_GIVEN PASSAGE_
# What knowledge should a 3rd year apprentice have?



## 480sparky (Sep 20, 2007)

Size boxes, conductors and conduits properly.
Bend & install pipe to an acceptable level. Not artistic, but acceptable.
Basic blueprint reading skills.
Start to show leadership skills (help train the noobs on occasion).
Should be capable of turning a dwelling out 100% if they have been doing resi work.
Be able to understand that just because you've completed 2nd year does not automatically make you a 3rd year apprentice.


----------



## partyman97_3 (Oct 11, 2009)

Nice post 480sparky, can I add a couple? Don't be afraid to jump in and get involved and ask plenty of questions. Always try to take care of the older guys you work with, ie do the grunt work, and so forth. They will appreciate it and most will take care of you.


----------



## drsparky (Nov 13, 2008)

How to sweep floors.
How everyone likes their coffee.
Names of all the common hardware.
What time donuts are ready at all bakeries within 10 miles of the job site.


----------



## partyman97_3 (Oct 11, 2009)

I think it also helps to know which supply houses have free donuts.


----------



## lynx82 (Sep 19, 2009)

I'd say be good with most of the material if your doing commercial(this is tough though because if you've never done xp or something it really isn't your fault), be able to rough in rooms easily, have some pipe bending knowledge, understanding switching and simple wiring, and just being a hard worker is most important. 

It really depends what you've been exposed too, if you'e done nothing but office buildings it's not really our fault if you don't know pipework or explosion proof stuff yet. There is a lot to learn. Hopefully you get with a small/medium contractor that does a wide range of jobs. Just be honest when you get on a job and they ask what you've learned, if you bs and act like a know it all no one is gonna help you out.


----------



## crazymurph (Aug 19, 2009)

_WRITTEN PROBLEM_
Repeat the thread on what a third-year apprentice should know word for word, from "# What knowledge" to "noobs on occasion).".

_GIVEN DATA_
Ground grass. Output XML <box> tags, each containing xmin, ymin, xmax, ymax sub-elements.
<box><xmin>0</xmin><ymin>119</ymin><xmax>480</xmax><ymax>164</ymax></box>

_WRITTEN SOLUTION_
# What knowledge should a 3rd year apprentice have?



## 480sparky (Sep 20, 2007)

Size boxes, conductors and conduits properly.
Bend & install pipe to an acceptable level. Not artistic, but acceptable.
Basic blueprint reading skills.
Start to show leadership skills (help train the noobs on occasion).